__Objective__. From the listing below, copy each line that contains the string "bird". Matching is case-sensitive.

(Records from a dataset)
-- start --

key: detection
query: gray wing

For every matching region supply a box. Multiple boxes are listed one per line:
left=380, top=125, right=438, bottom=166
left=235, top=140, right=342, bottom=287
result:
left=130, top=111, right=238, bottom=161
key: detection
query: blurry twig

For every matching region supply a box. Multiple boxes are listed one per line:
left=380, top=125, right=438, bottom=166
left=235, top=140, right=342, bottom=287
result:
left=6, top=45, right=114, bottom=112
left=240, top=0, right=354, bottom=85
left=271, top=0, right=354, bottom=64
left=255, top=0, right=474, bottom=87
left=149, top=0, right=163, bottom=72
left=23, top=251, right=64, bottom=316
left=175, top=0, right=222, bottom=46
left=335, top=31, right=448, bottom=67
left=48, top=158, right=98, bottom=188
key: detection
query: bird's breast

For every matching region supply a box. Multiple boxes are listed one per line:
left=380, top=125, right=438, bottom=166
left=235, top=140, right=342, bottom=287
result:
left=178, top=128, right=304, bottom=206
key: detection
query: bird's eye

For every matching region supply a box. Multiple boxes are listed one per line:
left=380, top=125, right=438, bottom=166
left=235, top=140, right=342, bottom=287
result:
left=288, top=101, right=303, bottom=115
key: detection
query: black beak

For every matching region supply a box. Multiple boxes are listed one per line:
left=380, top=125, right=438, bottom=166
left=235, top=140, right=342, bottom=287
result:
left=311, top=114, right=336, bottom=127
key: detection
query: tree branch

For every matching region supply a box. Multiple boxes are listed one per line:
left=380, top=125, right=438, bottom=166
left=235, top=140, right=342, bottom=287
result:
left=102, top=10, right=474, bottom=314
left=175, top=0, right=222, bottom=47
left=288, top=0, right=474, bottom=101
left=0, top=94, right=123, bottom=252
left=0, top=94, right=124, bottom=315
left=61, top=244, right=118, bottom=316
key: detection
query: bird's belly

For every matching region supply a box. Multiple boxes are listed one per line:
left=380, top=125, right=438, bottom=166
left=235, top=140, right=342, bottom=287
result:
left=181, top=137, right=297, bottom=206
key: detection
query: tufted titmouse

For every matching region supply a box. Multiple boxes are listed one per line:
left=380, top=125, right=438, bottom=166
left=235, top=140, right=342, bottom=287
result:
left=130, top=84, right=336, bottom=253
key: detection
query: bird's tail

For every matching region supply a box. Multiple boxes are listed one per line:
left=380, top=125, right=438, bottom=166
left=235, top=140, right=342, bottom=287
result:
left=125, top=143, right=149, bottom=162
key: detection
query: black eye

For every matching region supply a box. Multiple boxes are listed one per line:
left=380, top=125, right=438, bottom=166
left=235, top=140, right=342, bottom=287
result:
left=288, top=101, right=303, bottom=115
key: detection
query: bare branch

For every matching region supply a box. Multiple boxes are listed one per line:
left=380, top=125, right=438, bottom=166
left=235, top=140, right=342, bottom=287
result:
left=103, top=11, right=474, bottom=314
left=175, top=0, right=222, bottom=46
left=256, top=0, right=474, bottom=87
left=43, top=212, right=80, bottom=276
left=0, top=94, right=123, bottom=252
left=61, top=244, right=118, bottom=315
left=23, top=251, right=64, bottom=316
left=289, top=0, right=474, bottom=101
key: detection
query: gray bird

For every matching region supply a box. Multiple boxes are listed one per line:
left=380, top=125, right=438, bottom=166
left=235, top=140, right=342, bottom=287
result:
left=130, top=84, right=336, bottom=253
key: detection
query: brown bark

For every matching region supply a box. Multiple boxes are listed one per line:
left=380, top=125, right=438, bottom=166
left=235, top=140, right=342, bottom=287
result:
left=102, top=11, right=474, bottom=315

-- end --

__Result for this task__.
query: bird's breast
query: bird's eye
query: bird's belly
query: bird's tail
query: gray bird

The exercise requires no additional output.